____ Passage shown

# New Plants



## BloOd-Omen (Apr 30, 2005)

Hey guys, what would you suggest the best type of plants I could get for my Piranha Aquarium, and how much do they go for?

Thanks...


----------



## mashunter18 (Jan 2, 2004)

there are alot of different plant choices you could use.Bunched plants like money wart, ludwiga, are kind of messy but cheap.

A good plant to start with would be anubias family, and anubias would be good, also java fern would be good.They may runa few more dollars but are very hearty and dont require alot to thrive.


----------



## BloOd-Omen (Apr 30, 2005)

Thanks alot man


----------



## Husky_Jim (May 26, 2003)

There are many plant spiecew that you can have in your tank as for the start.

I suggest to try the following judging by their minimum difficulty:

Egeria Desna
Ceratophyllum Demersum
Anubias (All spieces)
Microsorum Pteropus (Java Fern)
Hygrophilla Polysperma
Cryptocorines (most spieces)
Echinodorus (most spieces)

i will disagree with mashunter18 on ludwidgia cause it is an easy plant and NOt a mesy one for sure....


----------



## mashunter18 (Jan 2, 2004)

husky_jim said:


> There are many plant spiecew that you can have in your tank as for the start.
> 
> I suggest to try the following judging by their minimum difficulty:
> 
> ...


Maybe it was my piranha that made them messy :laugh:

Red ludwiga is a nice looking plant though


----------



## Handikapped (Nov 5, 2004)

Amazon swords and Brazilian swords are very hearty (i cant keep a cactus alive but i can grow the sh*t outta amazon swords)


----------



## oojit (Feb 24, 2005)

java moss is the greastest plant ever IMO


----------



## Proctain (May 4, 2005)

What's the name of the plant that looks like bamboo?


----------



## RedBelly Dom (Mar 22, 2005)

You should get some silk plants they are cool.


----------



## RedBelly Dom (Mar 22, 2005)

I have bamboo in my 10 gallon and it looks cool, I got it in a place at the mall for like 10 bucks but it came with some other cool thing too.


----------



## Husky_Jim (May 26, 2003)

RedBelly Dom said:


> You should get some silk plants they are cool.:nod:
> [snapback]1014829[/snapback]​





RedBelly Dom said:


> I have bamboo in my 10 gallon and it looks cool, I got it in a place at the mall for like 10 bucks but it came with some other cool thing too.
> [snapback]1014830[/snapback]​


* 
What this has to do with real plants???*


----------



## rbp 4 135 (Mar 2, 2004)

java ferns, and swords are real easy to grow. Most plants are fairly easy to tak3 care of all you have to do is fertilize, and if you are running a fairly densely platnted tank with a fair amout of light, 3 wpg, then you could make a diy co2 reactor.


----------

________
____ Dataset

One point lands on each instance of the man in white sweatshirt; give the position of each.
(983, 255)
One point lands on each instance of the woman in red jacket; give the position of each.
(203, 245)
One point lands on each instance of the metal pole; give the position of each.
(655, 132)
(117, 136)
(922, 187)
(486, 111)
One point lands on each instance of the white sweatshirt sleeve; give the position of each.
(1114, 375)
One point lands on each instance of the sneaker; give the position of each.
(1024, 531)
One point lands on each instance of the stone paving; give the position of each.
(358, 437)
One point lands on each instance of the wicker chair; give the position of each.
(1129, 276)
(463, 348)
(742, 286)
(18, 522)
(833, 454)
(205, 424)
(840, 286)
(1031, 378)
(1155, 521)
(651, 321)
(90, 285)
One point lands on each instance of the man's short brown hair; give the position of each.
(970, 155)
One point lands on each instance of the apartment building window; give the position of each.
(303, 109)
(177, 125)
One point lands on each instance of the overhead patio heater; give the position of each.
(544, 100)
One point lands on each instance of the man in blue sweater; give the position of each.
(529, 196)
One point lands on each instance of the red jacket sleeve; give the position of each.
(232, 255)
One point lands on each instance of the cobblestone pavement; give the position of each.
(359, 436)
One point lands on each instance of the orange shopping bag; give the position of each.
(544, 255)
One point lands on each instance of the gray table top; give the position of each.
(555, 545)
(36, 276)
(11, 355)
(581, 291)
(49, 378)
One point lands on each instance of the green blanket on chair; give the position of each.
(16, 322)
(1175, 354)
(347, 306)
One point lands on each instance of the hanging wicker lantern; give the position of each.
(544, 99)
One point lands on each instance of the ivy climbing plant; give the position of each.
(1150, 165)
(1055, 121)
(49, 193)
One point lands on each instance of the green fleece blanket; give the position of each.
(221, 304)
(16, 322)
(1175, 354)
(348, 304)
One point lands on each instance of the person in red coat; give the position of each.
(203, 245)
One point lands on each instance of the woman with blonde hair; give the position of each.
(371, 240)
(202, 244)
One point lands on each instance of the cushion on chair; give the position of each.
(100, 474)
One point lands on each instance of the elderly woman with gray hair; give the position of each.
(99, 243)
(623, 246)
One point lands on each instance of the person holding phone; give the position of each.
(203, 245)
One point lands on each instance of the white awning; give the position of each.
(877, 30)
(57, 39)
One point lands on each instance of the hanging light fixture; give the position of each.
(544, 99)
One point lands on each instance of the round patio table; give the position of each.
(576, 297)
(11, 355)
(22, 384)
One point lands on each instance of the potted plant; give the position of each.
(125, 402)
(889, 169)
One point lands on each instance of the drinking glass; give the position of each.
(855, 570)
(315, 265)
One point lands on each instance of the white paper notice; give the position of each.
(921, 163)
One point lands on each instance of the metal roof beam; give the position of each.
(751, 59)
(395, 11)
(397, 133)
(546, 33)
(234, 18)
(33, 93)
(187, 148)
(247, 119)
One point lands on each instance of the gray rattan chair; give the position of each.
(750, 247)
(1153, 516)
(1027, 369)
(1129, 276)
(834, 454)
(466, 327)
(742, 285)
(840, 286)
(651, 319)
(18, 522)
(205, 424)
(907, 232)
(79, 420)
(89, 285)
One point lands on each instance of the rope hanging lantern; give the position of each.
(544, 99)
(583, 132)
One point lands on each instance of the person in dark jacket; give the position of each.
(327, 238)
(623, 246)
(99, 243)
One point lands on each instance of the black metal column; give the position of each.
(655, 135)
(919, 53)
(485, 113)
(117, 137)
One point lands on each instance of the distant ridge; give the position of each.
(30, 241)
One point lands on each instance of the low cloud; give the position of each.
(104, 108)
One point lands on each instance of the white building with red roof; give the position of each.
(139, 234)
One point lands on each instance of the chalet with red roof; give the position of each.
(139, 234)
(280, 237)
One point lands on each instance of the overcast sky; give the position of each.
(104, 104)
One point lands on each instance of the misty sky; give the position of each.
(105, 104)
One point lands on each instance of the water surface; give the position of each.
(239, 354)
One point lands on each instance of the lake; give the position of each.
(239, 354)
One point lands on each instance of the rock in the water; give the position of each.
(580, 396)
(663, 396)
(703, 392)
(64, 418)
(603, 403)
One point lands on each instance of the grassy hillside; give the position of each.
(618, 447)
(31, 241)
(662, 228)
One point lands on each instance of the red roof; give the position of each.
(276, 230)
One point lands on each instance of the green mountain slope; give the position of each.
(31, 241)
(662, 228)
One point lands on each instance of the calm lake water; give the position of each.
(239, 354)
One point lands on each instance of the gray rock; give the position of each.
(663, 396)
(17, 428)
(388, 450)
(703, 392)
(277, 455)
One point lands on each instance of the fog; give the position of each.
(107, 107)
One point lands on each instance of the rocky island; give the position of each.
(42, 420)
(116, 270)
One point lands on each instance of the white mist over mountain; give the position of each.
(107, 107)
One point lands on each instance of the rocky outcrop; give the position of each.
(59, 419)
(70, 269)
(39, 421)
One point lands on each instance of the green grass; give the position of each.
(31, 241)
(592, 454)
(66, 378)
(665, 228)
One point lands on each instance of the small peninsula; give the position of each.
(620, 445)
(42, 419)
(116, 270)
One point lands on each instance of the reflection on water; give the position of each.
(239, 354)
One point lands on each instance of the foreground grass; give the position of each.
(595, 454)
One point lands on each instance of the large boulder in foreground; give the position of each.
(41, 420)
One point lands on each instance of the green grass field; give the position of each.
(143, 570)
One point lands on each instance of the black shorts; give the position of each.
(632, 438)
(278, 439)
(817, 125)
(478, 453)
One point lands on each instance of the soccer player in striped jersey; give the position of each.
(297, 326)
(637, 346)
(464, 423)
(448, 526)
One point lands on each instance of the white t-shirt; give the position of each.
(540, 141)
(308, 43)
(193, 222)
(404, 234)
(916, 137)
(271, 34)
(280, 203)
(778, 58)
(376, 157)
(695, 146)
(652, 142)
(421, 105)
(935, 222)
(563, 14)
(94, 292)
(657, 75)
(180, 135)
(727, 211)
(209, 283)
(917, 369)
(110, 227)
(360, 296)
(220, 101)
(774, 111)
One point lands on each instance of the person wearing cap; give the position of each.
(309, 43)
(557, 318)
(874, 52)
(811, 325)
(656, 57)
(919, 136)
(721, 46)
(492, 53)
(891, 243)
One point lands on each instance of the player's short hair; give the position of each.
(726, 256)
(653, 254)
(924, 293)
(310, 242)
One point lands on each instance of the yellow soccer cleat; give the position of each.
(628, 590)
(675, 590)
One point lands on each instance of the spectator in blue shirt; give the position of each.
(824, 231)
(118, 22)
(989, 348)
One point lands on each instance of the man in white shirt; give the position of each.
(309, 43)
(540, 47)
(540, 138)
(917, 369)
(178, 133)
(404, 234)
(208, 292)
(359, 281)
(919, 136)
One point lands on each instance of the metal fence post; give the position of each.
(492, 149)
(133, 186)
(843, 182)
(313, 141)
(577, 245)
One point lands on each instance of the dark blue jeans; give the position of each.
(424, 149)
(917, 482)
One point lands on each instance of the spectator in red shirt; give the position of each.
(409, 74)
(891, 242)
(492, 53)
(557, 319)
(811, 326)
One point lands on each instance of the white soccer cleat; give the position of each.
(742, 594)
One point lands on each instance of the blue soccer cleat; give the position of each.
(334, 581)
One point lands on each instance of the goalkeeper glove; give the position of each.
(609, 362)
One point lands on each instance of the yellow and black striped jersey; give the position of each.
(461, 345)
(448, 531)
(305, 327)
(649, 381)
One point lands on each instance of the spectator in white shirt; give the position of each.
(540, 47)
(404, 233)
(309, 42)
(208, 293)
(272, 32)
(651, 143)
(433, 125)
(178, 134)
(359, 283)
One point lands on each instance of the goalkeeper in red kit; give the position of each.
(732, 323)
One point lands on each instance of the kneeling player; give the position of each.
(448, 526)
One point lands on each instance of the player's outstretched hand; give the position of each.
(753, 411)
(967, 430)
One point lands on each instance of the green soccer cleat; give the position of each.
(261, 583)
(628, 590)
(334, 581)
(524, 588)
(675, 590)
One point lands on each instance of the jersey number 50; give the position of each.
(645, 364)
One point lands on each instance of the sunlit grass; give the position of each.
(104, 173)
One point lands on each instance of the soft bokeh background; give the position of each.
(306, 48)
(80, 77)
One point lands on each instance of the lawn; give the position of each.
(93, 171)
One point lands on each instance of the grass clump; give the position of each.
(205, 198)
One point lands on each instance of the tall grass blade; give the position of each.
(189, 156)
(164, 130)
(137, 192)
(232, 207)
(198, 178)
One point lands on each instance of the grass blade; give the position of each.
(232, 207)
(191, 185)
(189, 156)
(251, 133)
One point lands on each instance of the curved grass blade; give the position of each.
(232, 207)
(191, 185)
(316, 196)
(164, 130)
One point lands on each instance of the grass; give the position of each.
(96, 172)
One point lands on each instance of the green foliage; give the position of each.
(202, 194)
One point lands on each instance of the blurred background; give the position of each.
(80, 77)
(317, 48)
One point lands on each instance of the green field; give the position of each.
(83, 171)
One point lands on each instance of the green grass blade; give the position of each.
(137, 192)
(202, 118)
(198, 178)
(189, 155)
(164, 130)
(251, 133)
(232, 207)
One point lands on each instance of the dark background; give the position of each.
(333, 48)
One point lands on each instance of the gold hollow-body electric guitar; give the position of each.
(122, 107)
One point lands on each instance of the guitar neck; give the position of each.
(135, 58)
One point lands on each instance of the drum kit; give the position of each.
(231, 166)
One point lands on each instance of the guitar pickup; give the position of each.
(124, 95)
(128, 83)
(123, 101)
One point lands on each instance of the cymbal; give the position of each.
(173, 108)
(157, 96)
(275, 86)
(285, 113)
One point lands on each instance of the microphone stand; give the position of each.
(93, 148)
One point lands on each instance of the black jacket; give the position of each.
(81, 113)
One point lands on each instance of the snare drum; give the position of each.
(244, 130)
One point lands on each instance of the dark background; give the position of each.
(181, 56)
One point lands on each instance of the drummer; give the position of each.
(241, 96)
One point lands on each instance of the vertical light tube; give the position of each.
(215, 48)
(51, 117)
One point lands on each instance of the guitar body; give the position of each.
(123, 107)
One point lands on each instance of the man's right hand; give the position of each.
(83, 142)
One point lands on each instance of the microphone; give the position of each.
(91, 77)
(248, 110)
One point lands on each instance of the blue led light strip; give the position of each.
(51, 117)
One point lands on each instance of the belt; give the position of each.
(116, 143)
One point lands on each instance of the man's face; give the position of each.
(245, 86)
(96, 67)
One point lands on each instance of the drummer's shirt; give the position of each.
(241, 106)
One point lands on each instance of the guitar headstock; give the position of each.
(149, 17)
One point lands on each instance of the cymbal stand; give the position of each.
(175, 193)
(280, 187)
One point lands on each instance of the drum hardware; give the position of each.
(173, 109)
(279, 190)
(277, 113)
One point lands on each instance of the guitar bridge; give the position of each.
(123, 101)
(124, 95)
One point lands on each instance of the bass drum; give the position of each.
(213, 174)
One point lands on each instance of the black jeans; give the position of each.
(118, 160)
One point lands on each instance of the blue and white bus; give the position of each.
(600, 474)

________

> _What this exercise asks_
[1] In the plant thread, what light level in watts per gallon does rbp 4 135 give for a densely planted tank that could use a DIY CO2 reactor?
[2] Repeat a part of the plant thread word for word, starting with "Hey guys, what" and going on through "alot to thrive.".

> _Expected results_
[1] 3 wpg

[2]
Hey guys, what would you suggest the best type of plants I could get for my Piranha Aquarium, and how much do they go for?

Thanks...


----------



## mashunter18 (Jan 2, 2004)

there are alot of different plant choices you could use.Bunched plants like money wart, ludwiga, are kind of messy but cheap.

A good plant to start with would be anubias family, and anubias would be good, also java fern would be good.They may runa few more dollars but are very hearty and dont require alot to thrive.